SHORT PROBLEM :: Each record is to be transcribed exactly.

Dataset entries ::
● ● ● ● ● ● ●

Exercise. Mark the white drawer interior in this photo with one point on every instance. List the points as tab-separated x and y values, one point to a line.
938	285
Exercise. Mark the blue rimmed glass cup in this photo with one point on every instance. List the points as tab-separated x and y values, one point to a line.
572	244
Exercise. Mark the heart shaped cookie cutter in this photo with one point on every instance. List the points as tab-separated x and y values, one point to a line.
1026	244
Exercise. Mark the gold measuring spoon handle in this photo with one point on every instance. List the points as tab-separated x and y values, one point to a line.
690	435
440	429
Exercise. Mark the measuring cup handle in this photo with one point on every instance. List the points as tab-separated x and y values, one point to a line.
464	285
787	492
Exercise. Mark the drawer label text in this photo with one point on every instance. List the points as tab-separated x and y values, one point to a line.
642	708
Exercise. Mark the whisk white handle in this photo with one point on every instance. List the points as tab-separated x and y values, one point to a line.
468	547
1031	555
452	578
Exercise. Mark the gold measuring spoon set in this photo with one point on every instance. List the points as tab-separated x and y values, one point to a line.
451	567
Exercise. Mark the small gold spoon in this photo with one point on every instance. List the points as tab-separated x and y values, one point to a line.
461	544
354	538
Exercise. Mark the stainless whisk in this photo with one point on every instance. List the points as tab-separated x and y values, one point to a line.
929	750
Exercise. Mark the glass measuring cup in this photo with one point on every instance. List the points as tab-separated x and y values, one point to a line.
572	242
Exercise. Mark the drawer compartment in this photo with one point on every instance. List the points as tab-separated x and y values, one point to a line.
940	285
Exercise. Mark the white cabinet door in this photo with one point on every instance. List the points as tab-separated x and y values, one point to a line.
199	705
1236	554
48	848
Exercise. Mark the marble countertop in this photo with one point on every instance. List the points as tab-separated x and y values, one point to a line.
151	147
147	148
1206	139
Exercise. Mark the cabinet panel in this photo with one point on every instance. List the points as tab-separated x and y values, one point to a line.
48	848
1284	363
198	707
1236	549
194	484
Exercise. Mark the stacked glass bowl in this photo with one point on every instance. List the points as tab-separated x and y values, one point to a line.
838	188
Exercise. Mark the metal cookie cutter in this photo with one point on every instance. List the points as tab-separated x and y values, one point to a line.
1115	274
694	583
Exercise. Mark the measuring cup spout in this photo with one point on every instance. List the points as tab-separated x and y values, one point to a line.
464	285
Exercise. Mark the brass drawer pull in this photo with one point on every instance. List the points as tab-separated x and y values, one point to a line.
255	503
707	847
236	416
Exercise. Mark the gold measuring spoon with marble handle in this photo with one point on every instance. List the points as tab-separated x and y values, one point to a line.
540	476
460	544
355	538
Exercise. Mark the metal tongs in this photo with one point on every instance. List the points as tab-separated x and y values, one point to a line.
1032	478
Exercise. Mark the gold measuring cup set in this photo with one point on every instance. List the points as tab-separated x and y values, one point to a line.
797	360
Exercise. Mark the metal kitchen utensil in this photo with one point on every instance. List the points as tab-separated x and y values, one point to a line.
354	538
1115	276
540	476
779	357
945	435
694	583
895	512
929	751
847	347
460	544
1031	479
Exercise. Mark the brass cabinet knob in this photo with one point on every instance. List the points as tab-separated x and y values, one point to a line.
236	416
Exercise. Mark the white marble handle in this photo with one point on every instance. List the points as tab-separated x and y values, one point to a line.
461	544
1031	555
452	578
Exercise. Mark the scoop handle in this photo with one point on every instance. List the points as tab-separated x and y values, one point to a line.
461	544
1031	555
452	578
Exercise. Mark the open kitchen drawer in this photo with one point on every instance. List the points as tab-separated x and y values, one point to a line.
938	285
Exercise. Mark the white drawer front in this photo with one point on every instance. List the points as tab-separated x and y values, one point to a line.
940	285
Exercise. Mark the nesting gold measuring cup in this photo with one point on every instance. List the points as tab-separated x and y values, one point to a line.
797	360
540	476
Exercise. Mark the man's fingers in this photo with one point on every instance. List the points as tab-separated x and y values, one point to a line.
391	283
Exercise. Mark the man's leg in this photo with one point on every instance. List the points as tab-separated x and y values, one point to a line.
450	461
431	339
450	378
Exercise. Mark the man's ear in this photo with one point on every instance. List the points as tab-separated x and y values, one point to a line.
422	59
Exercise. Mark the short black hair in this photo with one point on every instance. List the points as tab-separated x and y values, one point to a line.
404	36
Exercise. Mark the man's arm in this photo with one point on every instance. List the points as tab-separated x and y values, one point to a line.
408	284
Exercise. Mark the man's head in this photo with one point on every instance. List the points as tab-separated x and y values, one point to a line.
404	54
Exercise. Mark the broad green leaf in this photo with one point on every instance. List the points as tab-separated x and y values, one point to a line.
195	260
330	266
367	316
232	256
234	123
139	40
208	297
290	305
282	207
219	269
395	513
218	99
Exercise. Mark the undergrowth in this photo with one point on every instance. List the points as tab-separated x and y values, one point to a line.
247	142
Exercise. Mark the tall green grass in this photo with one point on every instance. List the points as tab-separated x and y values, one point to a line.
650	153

● ● ● ● ● ● ●

THE RESULT ::
Exercise. Mark the white drawer interior in this photo with one point on every instance. List the points as tab-separated x and y values, one point to a line.
938	285
Exercise. Mark the blue rimmed glass cup in this photo with one point on every instance. List the points as tab-separated x and y values, one point to a line.
572	244
Exercise. Mark the heart shaped cookie cutter in this photo with one point on every instance. List the points as tab-separated x and y values, one point to a line.
1026	244
Exercise. Mark the gold measuring spoon handle in this photo with one point on every instance. List the points as tab-separated x and y values, one point to a line.
690	435
440	429
Exercise. Mark the measuring cup handle in this photo with one point on every instance. List the points as tab-separated x and y values, one point to a line.
464	285
787	492
Exercise. Mark the drawer label text in this photo with one point on every instance. List the points as tab-separated x and y values, one point to a line.
642	708
Exercise. Mark the whisk white handle in this photo with one point on every instance. List the points as tab-separated x and y values, one point to a line.
468	547
1031	555
452	578
Exercise. Mark the gold measuring spoon set in this photo with one point on every instance. List the points as tab-separated x and y values, one point to a line.
451	567
Exercise. Mark the small gold spoon in this photo with one point on every instance. List the points as tab-separated x and y values, one point to a line.
461	544
354	538
Exercise. Mark the stainless whisk in this photo with one point on every instance. List the points as tab-separated x and y values, one point to a line.
929	750
Exercise. Mark the glass measuring cup in this photo with one point on every instance. List the points as tab-separated x and y values, one point to a line.
572	242
Exercise. Mark the drawer compartment in this photo with one point on every instance. List the points as tab-separated x and y values, one point to a line.
940	285
Exercise. Mark the white cabinet door in this photo with one point on every instance. List the points as tab-separated x and y values, one point to a line.
199	705
1236	554
48	848
Exercise. Mark the marble countertop in this photo with one point on every instance. List the points as tab-separated x and y values, one point to a line.
151	147
147	148
1206	139
Exercise. Mark the cabinet panel in this photo with one point on every instance. List the points as tab-separated x and y values, one point to a line.
48	848
1284	363
198	707
1236	549
194	484
Exercise. Mark the stacked glass bowl in this photo with one point on every instance. List the points as tab-separated x and y values, one point to a line.
838	188
Exercise. Mark the metal cookie cutter in this photo with one point on every instance. List the points as tab-separated x and y values, one point to a line.
1115	274
694	583
Exercise. Mark the measuring cup spout in this photo with one point on every instance. List the points as tab-separated x and y values, one point to a line.
464	285
Exercise. Mark the brass drawer pull in this photo with one point on every instance. List the points as tab-separated x and y values, one point to a line.
255	503
707	847
236	416
Exercise. Mark the gold measuring spoon with marble handle in this photo with one point on every instance. List the points as tab-separated x and y values, one point to a line.
540	476
460	544
355	538
Exercise. Mark the metal tongs in this photo with one point on every instance. List the points as tab-separated x and y values, one point to a line.
1032	478
Exercise. Mark the gold measuring cup set in this photo with one point on every instance. List the points as tab-separated x and y values, one point to a line.
797	360
Exercise. Mark the metal kitchen utensil in this photo with one point on every instance. List the points as tab-separated x and y values, one point to a line.
354	538
1115	276
540	476
779	357
945	435
694	583
895	512
929	751
847	347
460	544
1031	479
Exercise. Mark the brass cabinet knob in this photo with one point on every instance. List the points as tab-separated x and y values, one point to a line.
236	416
Exercise. Mark the white marble handle in this photo with one point on every instance. List the points as tab-separated x and y values, one point to a line.
461	544
1031	555
452	578
Exercise. Mark the scoop handle in this photo with one point on every instance. List the points as tab-separated x and y values, one point to a line.
461	544
1031	555
452	578
Exercise. Mark the open kitchen drawer in this photo with one point on every instance. List the points as tab-separated x and y values, one point to a line.
938	285
Exercise. Mark the white drawer front in this photo with one point on every instance. List the points as tab-separated x and y values, one point to a line.
940	285
Exercise. Mark the nesting gold measuring cup in this photo with one point on every instance. List the points as tab-separated x and y values, one point to a line.
797	360
540	476
Exercise. Mark the man's fingers in this photo with one point on every instance. List the points as tab-separated x and y values, one point to a line.
391	283
Exercise. Mark the man's leg in this photo with one point on every instance. List the points as tab-separated x and y values, one point to a line.
450	461
431	339
450	378
Exercise. Mark the man's ear in this photo with one point on every instance. List the points as tab-separated x and y values, one point to a line.
422	59
Exercise. Mark the short black hair in this photo with one point on every instance. List the points as tab-separated x and y values, one point to a line.
404	36
Exercise. Mark the man's arm in this photo with one point on every instance. List the points as tab-separated x and y values, one point to a line.
408	284
Exercise. Mark the man's head in this photo with one point on every instance. List the points as tab-separated x and y values, one point to a line.
404	54
Exercise. Mark the broad green leaf in this photo with one point on every instance. List the points as tab-separated x and y values, one point to a line.
195	260
330	266
367	316
232	256
234	123
139	40
208	297
290	305
282	207
219	269
395	513
218	99
Exercise. Mark the undergrowth in this photo with one point on every instance. List the points as tab-separated x and y values, one point to a line.
247	142
Exercise. Mark the tall green grass in this photo with one point on every instance. List the points as tab-separated x and y values, one point to a line.
650	153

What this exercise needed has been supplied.